**Work item**
Leave every picture out, and write out the remaining entries exactly.

******

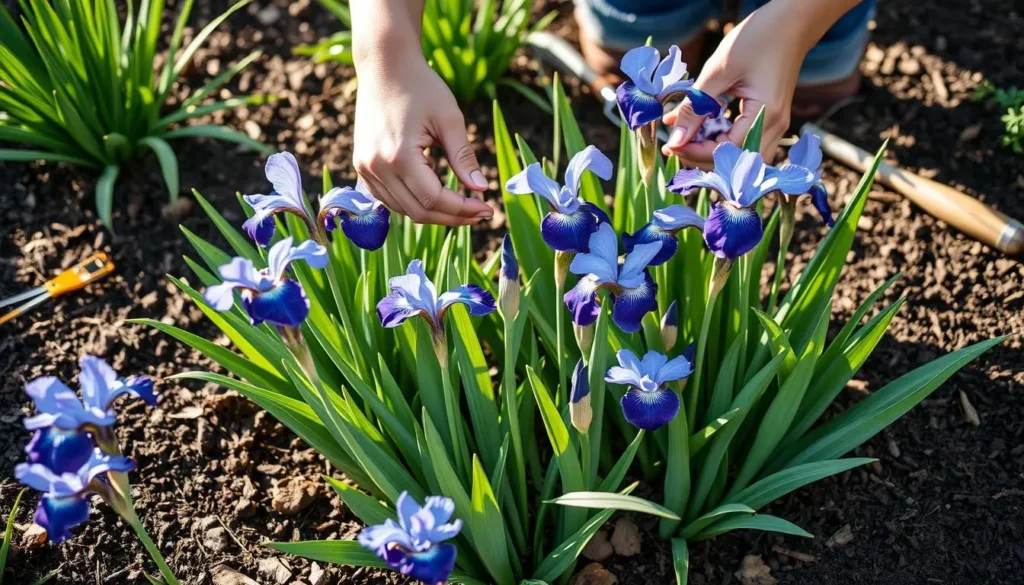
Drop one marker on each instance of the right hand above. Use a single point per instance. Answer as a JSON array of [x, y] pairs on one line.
[[402, 108]]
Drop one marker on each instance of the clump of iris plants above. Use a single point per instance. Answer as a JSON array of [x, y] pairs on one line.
[[74, 453], [472, 449]]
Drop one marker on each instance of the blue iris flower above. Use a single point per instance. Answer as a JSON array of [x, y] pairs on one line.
[[415, 545], [652, 81], [413, 294], [59, 407], [571, 220], [741, 178], [648, 404], [364, 219], [67, 474], [805, 156], [633, 291], [268, 294]]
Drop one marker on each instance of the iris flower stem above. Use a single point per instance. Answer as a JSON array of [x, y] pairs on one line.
[[151, 547], [512, 411], [784, 237], [696, 384]]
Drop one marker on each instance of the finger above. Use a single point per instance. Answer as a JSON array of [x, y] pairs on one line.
[[427, 190], [378, 190], [685, 122], [421, 211], [460, 153]]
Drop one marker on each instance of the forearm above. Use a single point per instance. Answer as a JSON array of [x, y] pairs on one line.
[[385, 30]]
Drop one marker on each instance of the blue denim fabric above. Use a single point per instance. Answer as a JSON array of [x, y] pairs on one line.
[[625, 24]]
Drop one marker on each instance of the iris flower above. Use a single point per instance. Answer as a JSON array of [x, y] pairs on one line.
[[806, 156], [633, 292], [413, 294], [364, 219], [268, 294], [663, 227], [67, 467], [571, 220], [648, 404], [415, 545], [59, 407], [652, 81], [741, 178]]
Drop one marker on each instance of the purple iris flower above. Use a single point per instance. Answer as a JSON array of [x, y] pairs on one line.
[[633, 291], [741, 178], [364, 219], [648, 404], [268, 294], [415, 545], [663, 227], [283, 172], [571, 220], [413, 294], [59, 407], [67, 467], [652, 81], [806, 156]]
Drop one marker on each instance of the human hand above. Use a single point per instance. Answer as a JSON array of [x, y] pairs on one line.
[[401, 108], [759, 63]]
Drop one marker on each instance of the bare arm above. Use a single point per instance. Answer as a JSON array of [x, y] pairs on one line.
[[759, 63], [401, 108]]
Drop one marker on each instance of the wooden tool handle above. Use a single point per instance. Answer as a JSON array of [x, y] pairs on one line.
[[967, 214]]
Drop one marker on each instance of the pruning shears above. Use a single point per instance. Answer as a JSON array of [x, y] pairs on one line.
[[76, 278]]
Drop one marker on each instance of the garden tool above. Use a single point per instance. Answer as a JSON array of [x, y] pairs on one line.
[[963, 212], [76, 278]]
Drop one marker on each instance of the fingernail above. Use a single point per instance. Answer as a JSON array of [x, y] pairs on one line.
[[478, 179], [676, 137]]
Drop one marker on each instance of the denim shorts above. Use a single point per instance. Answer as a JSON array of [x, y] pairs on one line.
[[623, 25]]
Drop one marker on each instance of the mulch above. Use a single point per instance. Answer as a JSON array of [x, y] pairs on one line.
[[217, 477]]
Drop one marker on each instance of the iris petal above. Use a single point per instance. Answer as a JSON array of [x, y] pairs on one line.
[[368, 232], [59, 515], [285, 305], [568, 232], [819, 197], [649, 234], [649, 410], [260, 228], [583, 301], [730, 233], [630, 306], [638, 107]]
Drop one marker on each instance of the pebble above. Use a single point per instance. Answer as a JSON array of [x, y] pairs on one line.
[[626, 538], [594, 574]]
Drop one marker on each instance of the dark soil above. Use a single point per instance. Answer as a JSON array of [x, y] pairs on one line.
[[943, 504]]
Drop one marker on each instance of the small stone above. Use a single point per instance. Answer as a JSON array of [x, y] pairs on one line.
[[34, 537], [843, 537], [224, 575], [216, 539], [273, 571], [753, 571], [626, 538], [598, 548], [909, 66], [292, 495], [594, 574]]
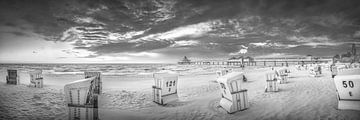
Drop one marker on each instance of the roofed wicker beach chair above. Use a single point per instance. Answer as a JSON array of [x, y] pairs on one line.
[[98, 81], [233, 97], [165, 88], [36, 79], [13, 77], [81, 99]]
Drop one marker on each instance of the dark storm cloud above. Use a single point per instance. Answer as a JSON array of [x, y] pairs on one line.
[[112, 26]]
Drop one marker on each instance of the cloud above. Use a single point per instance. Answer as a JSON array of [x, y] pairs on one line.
[[243, 50], [185, 43], [315, 41], [277, 55], [275, 45], [356, 34], [192, 31], [143, 54]]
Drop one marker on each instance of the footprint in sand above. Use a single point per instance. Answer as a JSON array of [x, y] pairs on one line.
[[215, 107]]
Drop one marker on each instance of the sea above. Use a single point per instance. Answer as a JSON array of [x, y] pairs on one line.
[[105, 69]]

******

**The answer**
Drop one marker on each instance of the right hand above. Use a single point per instance. Answer as a JSON array of [x, y] pairs on one line.
[[402, 108]]
Drop one marker on each instance of the clump of iris plants above. Use a single point per instance. Answer as a JSON array of [x, y] pairs on one line.
[[74, 453], [472, 449]]
Drop one marker on each instance of the blue iris flower above. Use a single point per instance. Answer as a JSON array of [x, y] pairs on one line.
[[415, 545], [652, 81], [413, 294], [59, 407], [571, 220], [741, 178], [648, 404], [364, 219], [67, 474], [805, 156], [633, 291], [268, 294]]
Drop one marker on each instance of the iris flower stem above. Use a single point per instance. Answer as a JSON array of [x, y] pairs on one line.
[[151, 547], [512, 411], [784, 237], [696, 384]]
Drop one marker on each instance of the finger above. Use a single point per instance. Answer as a JSON array of [x, y] pairs on one line.
[[427, 190], [378, 190], [685, 122], [421, 211], [460, 153]]
Drop one marker on each instance of the forearm above. Use a single point per instance. Answer as a JSON array of [x, y] pairs on one line.
[[385, 30]]
Drop one marker on each instance of the blue denim fabric above. Use a single point per instance. Answer as a JSON array of [x, y] pairs on one line.
[[625, 24]]
Drop one marker on each instance of the iris flower above. Use a single point per instance. Answer as a JSON array of [x, y] pairs on one line.
[[806, 156], [633, 292], [413, 294], [364, 219], [268, 294], [663, 227], [67, 467], [571, 220], [648, 404], [415, 545], [59, 407], [652, 81], [741, 178]]
Drop one marker on each instance of the purple iris flower above. Use a single point per instance. Answer as a JSON array of [x, y] pairs on one line.
[[633, 291], [741, 178], [364, 219], [648, 404], [268, 294], [415, 545], [663, 227], [283, 172], [571, 220], [413, 294], [59, 407], [67, 467], [652, 81], [806, 156]]
Drop one marker on each instance of the human hand above. Use a single point per instance. Answer as a JSON array of [x, y] pairs on one line.
[[401, 108], [759, 63]]
Drop one marker on each instance of the bare arm above. Use a single point per instance. Answer as a JSON array of [x, y] pairs on one line.
[[759, 63], [401, 108]]
Drop one marker on each instance of the wooden tool handle above. Use a single point per instance. Answer as a JSON array of [x, y] pairs on one line.
[[967, 214]]
Drop one marker on each instance of the pruning shears above. Use a single point per instance. Answer as a JSON array of [x, y] pairs on one line.
[[76, 278]]
Drop one marker on each instance of the garden tool above. Use a single point per instance. Answer as a JSON array of [x, y] pairs on one line.
[[963, 212], [76, 278]]
Drop one marker on each instance of the fingernail above. Use a single point per instance. Answer as a JSON array of [x, y] pairs on one line.
[[478, 179], [676, 137]]
Drop one marker on each instance of the denim shorts above. Use a single point per instance. Answer as a JSON array of [x, y] pairs on one line.
[[623, 25]]
Drop one marker on each instance of the mulch above. Use a single point per instance. Answer as a JSON array of [x, y] pairs on one line.
[[217, 477]]
Drop one marker on each instance of the iris petal above. Use a single point per instance. Answer as a JSON array of [x, y] pairs on one line.
[[368, 232], [59, 515], [285, 305], [568, 232], [819, 197], [649, 234], [649, 410], [260, 228], [583, 301], [730, 233], [630, 306], [638, 107]]
Drop one marker on each instance of the pebble above. Use a single point per instance. Answer as a JSON array of [x, y] pairs on one line.
[[626, 538], [594, 574]]
Drop one marker on each instance of the dark soil above. Use a single point per instance. Answer as a JSON array of [x, y] pairs on one line.
[[943, 504]]
Drop one marker on each instance of the small stone above. Use a single point per instance. Answer as a JSON array of [x, y] pairs on one line.
[[34, 537], [843, 537], [224, 575], [216, 539], [273, 571], [753, 571], [626, 538], [598, 548], [909, 66], [292, 495], [594, 574]]
Drop one marker on each instance of the roofed wicker beach chair above. Use a single point per instance. Answer as a JSON array of [x, y] pairs on one line.
[[98, 81], [233, 97], [165, 88], [36, 79], [13, 77], [81, 99]]
Drop one marker on each instance of the dark storm cloud above. Use a single point per instance. Answer as a JSON array of [x, y] pairs on one line.
[[112, 26]]
Drop one marker on each instance of the cloud above. Use a single point per instance. Answer as a JSON array of [x, y] pairs on one line.
[[243, 50], [185, 43], [315, 41], [277, 55], [275, 45], [356, 34], [192, 31], [143, 54]]
Drop one marker on each instance of the footprint in sand above. Use a single point per instance. Answer as a JSON array of [x, y] pairs on one line.
[[215, 107]]
Drop one marker on each instance of the sea above. Use a single point per instance. Answer as a JSON array of [x, y] pairs on one line.
[[105, 69]]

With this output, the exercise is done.